TEXT EXTRACT:
══════════

I have two series in python pandas.
One from values within a file called values.csv
. It looks like this:
time, value
0, 10312435
9, 45924523
11, 43423434
20, 42343552
...
Another one is called breaks.csv
and it looks like this:
time
5
18
...
Problem: I would like to split the values.csv
into separate frames based on the values in breaks.csv
.
In the example above the first breakpoint would be 5
, resulting in a file or set containing all entries within time \in [0, 5]
, therefore only the value 0, 10312435
. The second breakpoint is 18
, therefore the second batch of values should be within (5, 18]
i.e. 9, 45924523
and 11, 43423434
and so forth.
Is something like this possible in pandas (or maybe some other easy-to-use python package)?
I came up with the following, based on Pandas split DataFrame by column value
sim_dist_right = pandas.read_csv('sim/dist_right.csv', comment='#')

══════════

GIVEN INSTRUCTION 1:
Extract every line of the listing below that contains the word "gray".

(A run of records)
══════════

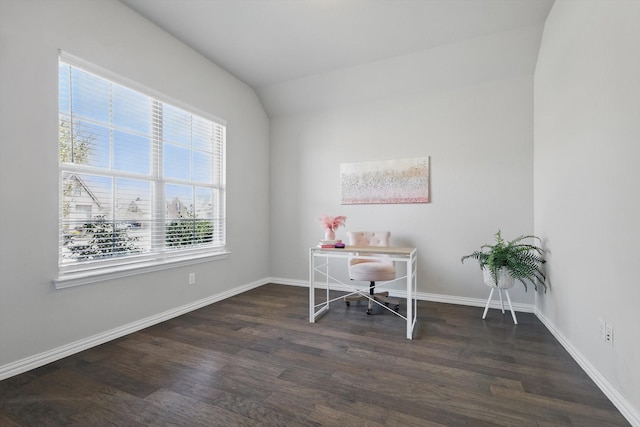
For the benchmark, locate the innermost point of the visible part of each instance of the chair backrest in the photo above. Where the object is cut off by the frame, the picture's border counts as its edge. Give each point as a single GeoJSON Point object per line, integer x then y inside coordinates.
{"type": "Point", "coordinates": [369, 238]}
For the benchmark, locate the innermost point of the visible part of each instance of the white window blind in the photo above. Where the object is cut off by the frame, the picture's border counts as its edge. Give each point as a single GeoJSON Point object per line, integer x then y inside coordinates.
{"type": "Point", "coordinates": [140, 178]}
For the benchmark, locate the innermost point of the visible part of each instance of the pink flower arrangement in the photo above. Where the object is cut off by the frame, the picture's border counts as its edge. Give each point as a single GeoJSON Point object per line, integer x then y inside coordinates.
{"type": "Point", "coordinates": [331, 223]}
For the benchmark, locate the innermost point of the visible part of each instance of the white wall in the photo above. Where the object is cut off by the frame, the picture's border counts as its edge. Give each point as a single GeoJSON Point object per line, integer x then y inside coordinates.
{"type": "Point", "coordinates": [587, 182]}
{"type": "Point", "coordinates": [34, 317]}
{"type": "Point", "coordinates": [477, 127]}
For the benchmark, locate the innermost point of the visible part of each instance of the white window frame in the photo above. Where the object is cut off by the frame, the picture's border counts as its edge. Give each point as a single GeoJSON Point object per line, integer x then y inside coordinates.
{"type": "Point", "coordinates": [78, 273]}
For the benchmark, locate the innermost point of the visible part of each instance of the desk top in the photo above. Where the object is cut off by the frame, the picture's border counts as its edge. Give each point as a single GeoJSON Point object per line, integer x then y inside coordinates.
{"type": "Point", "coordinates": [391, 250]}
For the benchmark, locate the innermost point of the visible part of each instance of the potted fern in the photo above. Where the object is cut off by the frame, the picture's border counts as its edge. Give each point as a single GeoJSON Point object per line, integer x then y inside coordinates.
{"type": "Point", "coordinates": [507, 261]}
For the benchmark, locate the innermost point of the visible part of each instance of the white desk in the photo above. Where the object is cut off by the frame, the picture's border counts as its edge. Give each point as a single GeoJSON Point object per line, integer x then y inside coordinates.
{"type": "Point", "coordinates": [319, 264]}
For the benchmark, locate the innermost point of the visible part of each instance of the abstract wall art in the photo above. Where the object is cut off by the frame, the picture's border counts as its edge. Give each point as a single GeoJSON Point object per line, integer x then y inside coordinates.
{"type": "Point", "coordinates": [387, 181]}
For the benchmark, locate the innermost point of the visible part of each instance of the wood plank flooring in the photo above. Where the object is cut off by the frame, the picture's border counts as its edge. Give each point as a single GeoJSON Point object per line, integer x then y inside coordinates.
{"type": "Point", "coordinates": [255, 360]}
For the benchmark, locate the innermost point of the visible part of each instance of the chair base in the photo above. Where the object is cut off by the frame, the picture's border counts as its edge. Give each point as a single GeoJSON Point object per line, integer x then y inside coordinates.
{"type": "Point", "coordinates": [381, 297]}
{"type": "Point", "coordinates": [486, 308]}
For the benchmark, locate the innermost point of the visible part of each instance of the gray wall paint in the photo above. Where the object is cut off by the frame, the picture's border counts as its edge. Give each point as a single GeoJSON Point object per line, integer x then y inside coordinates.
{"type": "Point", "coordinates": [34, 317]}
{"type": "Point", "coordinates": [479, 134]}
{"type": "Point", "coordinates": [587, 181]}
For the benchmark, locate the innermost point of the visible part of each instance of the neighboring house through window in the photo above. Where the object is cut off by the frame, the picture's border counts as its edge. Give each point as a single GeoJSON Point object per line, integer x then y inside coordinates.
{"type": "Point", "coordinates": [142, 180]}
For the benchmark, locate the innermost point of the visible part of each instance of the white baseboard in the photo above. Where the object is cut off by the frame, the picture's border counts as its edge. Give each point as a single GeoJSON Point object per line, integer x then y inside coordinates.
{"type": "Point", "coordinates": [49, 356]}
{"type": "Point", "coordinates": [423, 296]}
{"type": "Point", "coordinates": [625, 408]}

══════════

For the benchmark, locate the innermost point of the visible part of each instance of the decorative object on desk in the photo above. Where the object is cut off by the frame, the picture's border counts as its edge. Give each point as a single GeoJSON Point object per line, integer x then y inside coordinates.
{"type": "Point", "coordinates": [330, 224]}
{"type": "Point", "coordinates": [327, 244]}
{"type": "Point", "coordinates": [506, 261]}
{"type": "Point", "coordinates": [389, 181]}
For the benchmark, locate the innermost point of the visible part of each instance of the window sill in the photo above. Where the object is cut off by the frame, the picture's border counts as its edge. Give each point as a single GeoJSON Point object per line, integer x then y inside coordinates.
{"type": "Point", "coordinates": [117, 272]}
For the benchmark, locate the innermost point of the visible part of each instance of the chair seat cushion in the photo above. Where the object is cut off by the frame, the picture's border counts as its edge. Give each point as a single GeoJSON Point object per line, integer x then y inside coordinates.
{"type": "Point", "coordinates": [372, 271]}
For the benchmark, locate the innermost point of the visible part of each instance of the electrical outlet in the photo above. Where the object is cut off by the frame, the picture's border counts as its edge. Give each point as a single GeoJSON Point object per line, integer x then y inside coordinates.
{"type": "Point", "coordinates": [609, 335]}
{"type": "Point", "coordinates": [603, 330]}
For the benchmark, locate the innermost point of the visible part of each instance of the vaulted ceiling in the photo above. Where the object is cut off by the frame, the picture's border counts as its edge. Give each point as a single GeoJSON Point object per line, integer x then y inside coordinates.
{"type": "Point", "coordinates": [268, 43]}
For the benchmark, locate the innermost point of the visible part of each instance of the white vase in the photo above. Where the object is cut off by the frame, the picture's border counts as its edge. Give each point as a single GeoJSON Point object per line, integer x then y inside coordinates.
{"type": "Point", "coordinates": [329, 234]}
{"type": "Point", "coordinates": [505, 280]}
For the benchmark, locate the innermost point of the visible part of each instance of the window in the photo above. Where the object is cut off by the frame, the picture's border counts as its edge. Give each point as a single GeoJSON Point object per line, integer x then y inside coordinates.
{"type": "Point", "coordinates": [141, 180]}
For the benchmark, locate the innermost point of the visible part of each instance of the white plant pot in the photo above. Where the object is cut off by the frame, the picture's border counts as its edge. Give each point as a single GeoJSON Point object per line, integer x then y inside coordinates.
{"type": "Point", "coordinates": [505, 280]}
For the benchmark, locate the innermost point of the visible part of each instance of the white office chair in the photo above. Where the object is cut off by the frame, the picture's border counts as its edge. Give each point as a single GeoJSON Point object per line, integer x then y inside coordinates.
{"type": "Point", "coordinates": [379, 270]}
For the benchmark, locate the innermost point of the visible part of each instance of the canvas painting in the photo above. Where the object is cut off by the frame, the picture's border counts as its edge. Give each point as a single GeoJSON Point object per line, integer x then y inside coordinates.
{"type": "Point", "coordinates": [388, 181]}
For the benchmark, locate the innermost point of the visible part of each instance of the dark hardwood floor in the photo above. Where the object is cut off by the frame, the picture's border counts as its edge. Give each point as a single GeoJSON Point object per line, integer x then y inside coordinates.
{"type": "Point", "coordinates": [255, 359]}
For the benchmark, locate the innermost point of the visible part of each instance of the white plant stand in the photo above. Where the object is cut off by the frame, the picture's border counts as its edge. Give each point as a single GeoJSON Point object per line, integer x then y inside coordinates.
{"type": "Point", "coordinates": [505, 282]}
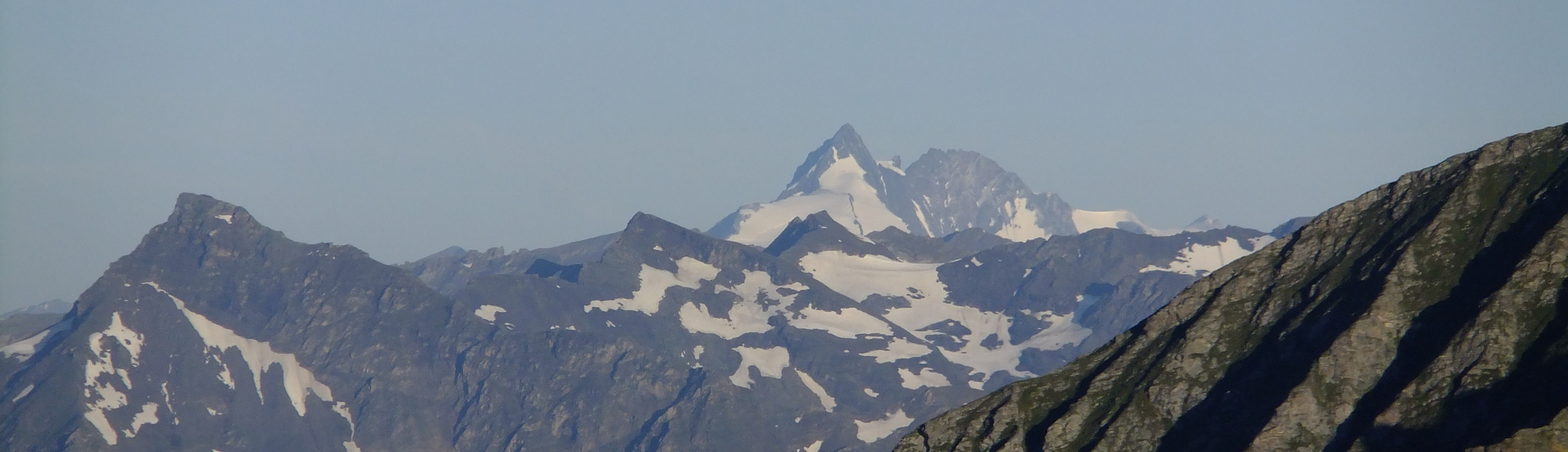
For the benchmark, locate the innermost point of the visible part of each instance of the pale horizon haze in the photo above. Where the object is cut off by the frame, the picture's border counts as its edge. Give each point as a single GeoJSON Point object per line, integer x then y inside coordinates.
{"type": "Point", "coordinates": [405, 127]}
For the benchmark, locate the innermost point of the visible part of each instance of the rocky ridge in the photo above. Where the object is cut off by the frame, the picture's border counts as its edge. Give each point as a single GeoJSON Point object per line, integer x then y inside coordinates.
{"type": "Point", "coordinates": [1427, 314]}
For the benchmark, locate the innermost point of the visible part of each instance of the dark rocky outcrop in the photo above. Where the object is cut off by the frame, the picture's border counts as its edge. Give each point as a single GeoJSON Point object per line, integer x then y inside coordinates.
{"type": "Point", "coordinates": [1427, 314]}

══════════

GIVEN INSTRUCTION 2:
Proceed with the forum post above on splitting pandas data at breakpoints, writing on from its final line.

TASK OUTPUT 1:
For the benchmark, locate the innermost point of the visible part of each instance of the gray wall paint in the photo above. Where the object is cut off by the frame, the picture's border counts as its edge. Give each point as a single GeoJSON Point object per line, integer x then y inside coordinates.

TASK OUTPUT 2:
sim_round_indicator = pandas.read_csv('sim/round_indicator.csv', comment='#')
round_list = []
for index, row in sim_round_indicator.iterrows():
print("splitting at " + str(row['time']))
df_sep = sim_dist_right[sim_dist_right['time'] < row['time']]
round_list.append(df_sep)
print("separated a batch of " + str(len(df_sep)) + " elements")
df_over = sim_dist_right[sim_dist_right['time'] >= row['time']]
print(str(len(df_over)) + " elements over")
sim_dist_right = df_over
print("splitted values into " + str(len(round_list)) + " batches")